# Video: Yao-Behind the back dribble



## FirstRocket (Mar 10, 2005)

*Enjoy Yao Ming magic for those who have not seen it yet.*

*Yao behind the back dribble*(_click here_)


----------



## SpursFan16 (Mar 29, 2005)

Already seen it.

Quality stuff though.


----------



## FirstRocket (Mar 10, 2005)

Yes, I have never seen Yao play like this before. It is just incredible for a 7' 6" guys to dribble like that. Real cool.


----------



## SpursFan16 (Mar 29, 2005)

And to Dunk it at the end.

Even a 7"6 guy is something you don't see every day.


----------



## kisstherim (Jul 15, 2004)

FirstRocket said:


> Yes, I have never seen Yao play like this before.


Yao once did that kind of play in china years ago,but his coached yelled at him:"do u think u r michael Jordan?" :raised_ey


----------



## kisstherim (Jul 15, 2004)

two clips of the play from different angles


----------



## Yao Mania (Aug 4, 2003)

Best Play Ever!


----------



## The_Franchise (Mar 30, 2003)

Here's another link (provided by spongyfungy):

http://home.comcast.net/~sungho.ko/yao_behind_the_back.avi


----------



## kamego (Dec 29, 2003)

I'm not a Houston fan but when I saw that on sportscenter I had to sign on and give him some love. Sweet move for a center to make. I am sure that guy he blew by will never hear the end of it lol.


----------



## TRACIELOVESCOMETS (May 14, 2003)

Nice


----------



## SpursFan16 (Mar 29, 2005)

TRACIELOVESCOMETS said:


> Nice


 Nice indeed.


----------

* * *

PROBLEM STATEMENT » In the forum thread above, whom does The_Franchise credit for the extra link to the clip?

DATA »
* * *

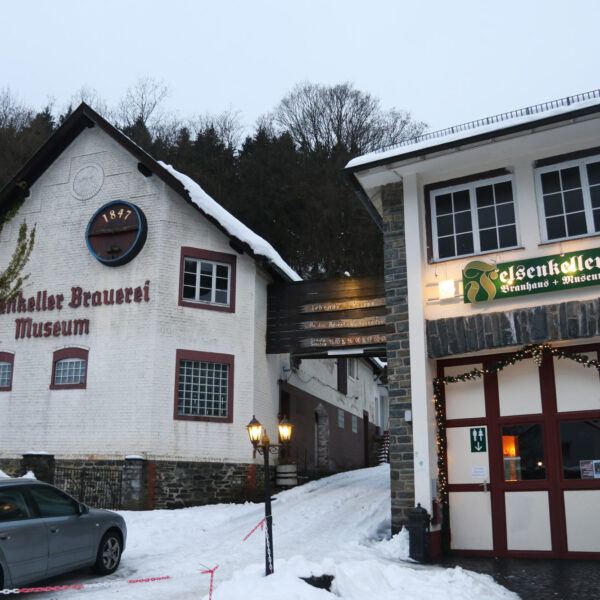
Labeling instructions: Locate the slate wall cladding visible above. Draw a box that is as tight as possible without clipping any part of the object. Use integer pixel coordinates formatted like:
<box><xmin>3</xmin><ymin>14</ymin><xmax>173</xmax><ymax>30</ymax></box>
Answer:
<box><xmin>383</xmin><ymin>183</ymin><xmax>414</xmax><ymax>534</ymax></box>
<box><xmin>427</xmin><ymin>298</ymin><xmax>600</xmax><ymax>358</ymax></box>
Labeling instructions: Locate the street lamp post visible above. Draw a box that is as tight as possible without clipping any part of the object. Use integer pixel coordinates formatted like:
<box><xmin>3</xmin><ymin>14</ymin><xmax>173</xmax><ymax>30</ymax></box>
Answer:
<box><xmin>247</xmin><ymin>415</ymin><xmax>292</xmax><ymax>575</ymax></box>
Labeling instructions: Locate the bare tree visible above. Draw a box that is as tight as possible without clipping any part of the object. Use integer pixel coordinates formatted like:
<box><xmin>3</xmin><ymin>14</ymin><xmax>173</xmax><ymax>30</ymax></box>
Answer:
<box><xmin>67</xmin><ymin>85</ymin><xmax>111</xmax><ymax>118</ymax></box>
<box><xmin>0</xmin><ymin>87</ymin><xmax>34</xmax><ymax>132</ymax></box>
<box><xmin>188</xmin><ymin>108</ymin><xmax>244</xmax><ymax>148</ymax></box>
<box><xmin>273</xmin><ymin>82</ymin><xmax>426</xmax><ymax>154</ymax></box>
<box><xmin>116</xmin><ymin>77</ymin><xmax>168</xmax><ymax>129</ymax></box>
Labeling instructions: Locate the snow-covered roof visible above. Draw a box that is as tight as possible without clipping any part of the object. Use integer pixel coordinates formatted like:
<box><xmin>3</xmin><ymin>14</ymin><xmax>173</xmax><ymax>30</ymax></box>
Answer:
<box><xmin>0</xmin><ymin>102</ymin><xmax>302</xmax><ymax>281</ymax></box>
<box><xmin>346</xmin><ymin>90</ymin><xmax>600</xmax><ymax>170</ymax></box>
<box><xmin>157</xmin><ymin>160</ymin><xmax>302</xmax><ymax>281</ymax></box>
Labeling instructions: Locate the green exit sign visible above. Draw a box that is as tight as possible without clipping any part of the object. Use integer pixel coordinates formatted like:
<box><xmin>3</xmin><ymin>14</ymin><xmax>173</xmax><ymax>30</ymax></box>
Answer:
<box><xmin>469</xmin><ymin>427</ymin><xmax>487</xmax><ymax>452</ymax></box>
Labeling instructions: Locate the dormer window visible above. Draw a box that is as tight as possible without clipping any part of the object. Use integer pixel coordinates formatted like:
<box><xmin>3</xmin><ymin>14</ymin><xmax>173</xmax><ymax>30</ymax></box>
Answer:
<box><xmin>430</xmin><ymin>175</ymin><xmax>518</xmax><ymax>261</ymax></box>
<box><xmin>179</xmin><ymin>247</ymin><xmax>236</xmax><ymax>312</ymax></box>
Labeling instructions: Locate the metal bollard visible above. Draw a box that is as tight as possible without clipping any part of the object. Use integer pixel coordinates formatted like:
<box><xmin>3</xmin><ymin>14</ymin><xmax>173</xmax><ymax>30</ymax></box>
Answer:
<box><xmin>407</xmin><ymin>504</ymin><xmax>431</xmax><ymax>563</ymax></box>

* * *

COMPLETE ANSWER » spongyfungy